___ RECORDS FOR PROCESSING

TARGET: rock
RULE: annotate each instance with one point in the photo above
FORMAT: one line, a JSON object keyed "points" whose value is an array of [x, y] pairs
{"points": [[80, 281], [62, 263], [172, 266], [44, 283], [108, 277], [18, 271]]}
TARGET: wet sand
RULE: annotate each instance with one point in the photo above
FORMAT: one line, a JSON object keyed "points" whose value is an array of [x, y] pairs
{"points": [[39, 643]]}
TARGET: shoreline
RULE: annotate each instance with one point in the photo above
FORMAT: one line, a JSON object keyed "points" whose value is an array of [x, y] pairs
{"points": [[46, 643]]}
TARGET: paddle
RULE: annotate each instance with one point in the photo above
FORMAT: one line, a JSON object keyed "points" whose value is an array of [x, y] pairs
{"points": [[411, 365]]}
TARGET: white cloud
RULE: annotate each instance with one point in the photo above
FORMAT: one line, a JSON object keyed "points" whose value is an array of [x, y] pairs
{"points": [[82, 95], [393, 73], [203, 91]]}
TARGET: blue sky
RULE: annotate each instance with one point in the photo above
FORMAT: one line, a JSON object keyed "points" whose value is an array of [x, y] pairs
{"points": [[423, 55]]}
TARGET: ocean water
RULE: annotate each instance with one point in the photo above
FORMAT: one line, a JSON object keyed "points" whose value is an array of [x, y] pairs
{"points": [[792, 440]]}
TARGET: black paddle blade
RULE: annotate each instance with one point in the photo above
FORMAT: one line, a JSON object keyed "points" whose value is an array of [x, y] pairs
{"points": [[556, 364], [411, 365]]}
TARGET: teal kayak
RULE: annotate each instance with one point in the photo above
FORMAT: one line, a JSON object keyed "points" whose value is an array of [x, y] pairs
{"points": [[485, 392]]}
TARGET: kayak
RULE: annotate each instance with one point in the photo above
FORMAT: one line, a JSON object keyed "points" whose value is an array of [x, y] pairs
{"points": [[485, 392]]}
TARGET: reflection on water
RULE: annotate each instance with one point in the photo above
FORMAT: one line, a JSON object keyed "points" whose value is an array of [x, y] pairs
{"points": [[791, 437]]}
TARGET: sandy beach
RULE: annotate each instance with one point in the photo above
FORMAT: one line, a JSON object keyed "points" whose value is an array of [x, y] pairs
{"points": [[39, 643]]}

______

THE TASK: The data above is to be returned exactly, with nothing altered.

WRITTEN ANSWER:
TARGET: rock
RULE: annotate each instance with one point in the photo above
FORMAT: one line, a JSON object keyed "points" whose value is an array of [x, y] pairs
{"points": [[80, 281], [62, 263], [172, 266], [44, 283], [108, 277], [18, 271]]}
TARGET: wet sand
RULE: annotate each instance with one point in the photo above
FORMAT: one line, a JSON object keyed "points" whose value is an array of [x, y] pairs
{"points": [[39, 643]]}
TARGET: shoreline
RULE: annotate each instance with one point in the photo above
FORMAT: one line, a JSON object keyed "points" whose value is an array of [x, y] pairs
{"points": [[46, 643]]}
TARGET: paddle
RULE: annotate each instance with one point in the photo above
FORMAT: one line, a JSON object keyed "points" whose value is an array of [x, y] pairs
{"points": [[411, 365]]}
TARGET: white cloud
RULE: annotate each instance with one point in the photo above
FORMAT: one line, a JSON object keyed "points" whose value is an array of [x, y] pairs
{"points": [[82, 95], [393, 73], [203, 91]]}
TARGET: blue sky
RULE: annotate each instance with one point in the photo above
FORMAT: one line, a JSON object keyed "points" whose value is an array of [x, y] pairs
{"points": [[423, 55]]}
TARGET: ocean water
RULE: annotate each instance with one point in the photo above
FORMAT: one line, a JSON object keyed "points" whose value is an array of [x, y] pairs
{"points": [[792, 440]]}
TARGET: black paddle blade
RULE: annotate each instance with one point in the photo above
FORMAT: one line, a JSON object keyed "points" whose value is an array of [x, y] pairs
{"points": [[556, 364], [411, 365]]}
TARGET: teal kayak
RULE: annotate each instance with one point in the photo above
FORMAT: one line, a JSON object keyed "points" whose value is an array of [x, y] pairs
{"points": [[485, 392]]}
TARGET: kayak
RULE: annotate each instance with one point in the photo above
FORMAT: one line, a JSON object keyed "points" whose value is an array of [x, y] pairs
{"points": [[485, 392]]}
TARGET: reflection on water
RULE: annotate each instance with one point in the photo above
FORMAT: one line, a JSON object keyed "points" whose value is an array of [x, y] pairs
{"points": [[791, 437]]}
TARGET: sandy beach
RULE: annotate each instance with one point in the photo above
FORMAT: one line, a JSON object keyed "points" whose value is an array of [x, y] pairs
{"points": [[39, 643]]}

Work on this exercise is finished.